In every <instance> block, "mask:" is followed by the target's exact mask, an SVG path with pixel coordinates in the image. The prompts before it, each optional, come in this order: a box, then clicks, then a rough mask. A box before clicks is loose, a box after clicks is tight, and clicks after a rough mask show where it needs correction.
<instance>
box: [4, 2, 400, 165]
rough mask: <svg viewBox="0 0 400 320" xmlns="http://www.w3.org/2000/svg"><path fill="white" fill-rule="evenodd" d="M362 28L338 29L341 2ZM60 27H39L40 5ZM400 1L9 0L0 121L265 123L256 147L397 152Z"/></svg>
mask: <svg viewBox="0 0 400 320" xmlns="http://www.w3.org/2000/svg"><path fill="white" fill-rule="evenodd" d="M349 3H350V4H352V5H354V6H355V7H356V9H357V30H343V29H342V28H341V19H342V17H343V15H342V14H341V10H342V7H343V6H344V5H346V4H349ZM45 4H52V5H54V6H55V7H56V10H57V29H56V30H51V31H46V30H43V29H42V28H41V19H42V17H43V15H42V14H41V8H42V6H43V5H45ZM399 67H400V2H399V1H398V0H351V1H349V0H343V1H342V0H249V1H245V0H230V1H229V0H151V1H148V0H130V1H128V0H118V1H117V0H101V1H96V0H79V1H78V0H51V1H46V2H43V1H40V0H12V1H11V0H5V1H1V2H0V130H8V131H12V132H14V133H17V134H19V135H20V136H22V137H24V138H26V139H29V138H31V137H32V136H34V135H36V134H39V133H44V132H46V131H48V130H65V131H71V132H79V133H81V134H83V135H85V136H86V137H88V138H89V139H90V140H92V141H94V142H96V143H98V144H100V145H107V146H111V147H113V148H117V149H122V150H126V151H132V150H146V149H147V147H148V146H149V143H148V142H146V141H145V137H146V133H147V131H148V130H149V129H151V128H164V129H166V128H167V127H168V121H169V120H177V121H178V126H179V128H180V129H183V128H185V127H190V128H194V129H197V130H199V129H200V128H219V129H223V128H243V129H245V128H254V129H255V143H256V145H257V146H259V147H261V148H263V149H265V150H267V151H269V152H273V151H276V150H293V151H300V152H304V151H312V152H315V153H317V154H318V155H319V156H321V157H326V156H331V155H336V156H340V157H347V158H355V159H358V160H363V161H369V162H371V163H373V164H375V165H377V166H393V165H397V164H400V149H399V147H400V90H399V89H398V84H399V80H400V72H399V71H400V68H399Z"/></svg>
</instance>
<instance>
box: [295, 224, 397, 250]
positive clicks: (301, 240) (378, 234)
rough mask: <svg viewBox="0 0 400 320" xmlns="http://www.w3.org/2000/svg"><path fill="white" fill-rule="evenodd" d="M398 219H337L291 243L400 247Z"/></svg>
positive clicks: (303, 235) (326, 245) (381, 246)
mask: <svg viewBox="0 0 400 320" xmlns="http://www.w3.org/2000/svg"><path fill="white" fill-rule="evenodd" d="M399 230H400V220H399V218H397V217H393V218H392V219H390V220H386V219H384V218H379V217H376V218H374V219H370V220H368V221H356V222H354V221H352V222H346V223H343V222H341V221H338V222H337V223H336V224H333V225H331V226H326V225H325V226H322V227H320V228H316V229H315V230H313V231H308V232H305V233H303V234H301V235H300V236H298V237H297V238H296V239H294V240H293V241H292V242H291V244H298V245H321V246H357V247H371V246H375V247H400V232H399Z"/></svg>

◆ **TASK DIRECTIONS**:
Reproduce every line of the items above, character for character, without changing anything.

◆ **WRITTEN REPLY**:
In every <instance> block, "mask:" is followed by the target's exact mask, an SVG path with pixel coordinates in the image. The prompts before it, each optional, come in this order: a box, then clicks, then a rough mask. A box before clicks is loose, a box after clicks is tight, and clicks after a rough mask show where it needs correction.
<instance>
box: [4, 2, 400, 165]
rough mask: <svg viewBox="0 0 400 320" xmlns="http://www.w3.org/2000/svg"><path fill="white" fill-rule="evenodd" d="M362 28L338 29L341 2ZM60 27H39L40 5ZM400 1L9 0L0 121L265 123L256 147L397 152Z"/></svg>
mask: <svg viewBox="0 0 400 320" xmlns="http://www.w3.org/2000/svg"><path fill="white" fill-rule="evenodd" d="M349 3H350V4H352V5H354V6H355V7H356V9H357V30H343V29H342V28H341V19H342V17H343V15H342V14H341V10H342V7H343V6H344V5H346V4H349ZM45 4H52V5H54V6H55V7H56V10H57V29H56V30H51V31H46V30H43V29H42V28H41V19H42V17H43V15H42V14H41V8H42V6H43V5H45ZM399 67H400V2H399V1H398V0H351V1H349V0H343V1H342V0H249V1H245V0H230V1H229V0H151V1H148V0H130V1H128V0H118V1H117V0H101V1H96V0H79V1H78V0H51V1H46V2H43V1H40V0H12V1H11V0H5V1H1V2H0V130H8V131H12V132H14V133H17V134H19V135H20V136H22V137H24V138H26V139H29V138H31V137H32V136H34V135H36V134H39V133H44V132H46V131H48V130H65V131H71V132H79V133H81V134H83V135H85V136H86V137H88V138H89V139H90V140H92V141H94V142H96V143H98V144H100V145H107V146H111V147H113V148H117V149H122V150H126V151H132V150H146V149H147V147H148V146H149V143H148V142H146V141H145V137H146V133H147V131H148V130H149V129H151V128H164V129H166V128H167V127H168V121H169V120H177V121H178V126H179V128H180V129H183V128H185V127H190V128H194V129H197V130H199V129H200V128H219V129H223V128H243V129H245V128H254V129H255V143H256V145H257V146H259V147H261V148H263V149H265V150H267V151H269V152H273V151H276V150H293V151H300V152H304V151H312V152H315V153H317V154H318V155H319V156H321V157H326V156H331V155H336V156H340V157H347V158H355V159H358V160H363V161H369V162H371V163H373V164H375V165H377V166H393V165H397V164H400V149H399V147H400V90H399V89H398V84H399V80H400V72H399V71H400V68H399Z"/></svg>
</instance>
<instance>
box: [295, 224, 397, 250]
positive clicks: (301, 240) (378, 234)
rough mask: <svg viewBox="0 0 400 320" xmlns="http://www.w3.org/2000/svg"><path fill="white" fill-rule="evenodd" d="M398 219H337L291 243L400 247Z"/></svg>
positive clicks: (303, 235) (326, 245) (381, 246)
mask: <svg viewBox="0 0 400 320" xmlns="http://www.w3.org/2000/svg"><path fill="white" fill-rule="evenodd" d="M399 230H400V220H399V218H397V217H393V218H392V219H390V220H386V219H384V218H379V217H376V218H374V219H370V220H368V221H356V222H354V221H352V222H346V223H343V222H341V221H338V222H337V223H336V224H333V225H331V226H326V225H325V226H322V227H320V228H316V229H315V230H313V231H308V232H305V233H303V234H301V235H300V236H298V237H297V238H296V239H294V240H293V241H292V242H291V244H298V245H321V246H357V247H371V246H375V247H400V232H399Z"/></svg>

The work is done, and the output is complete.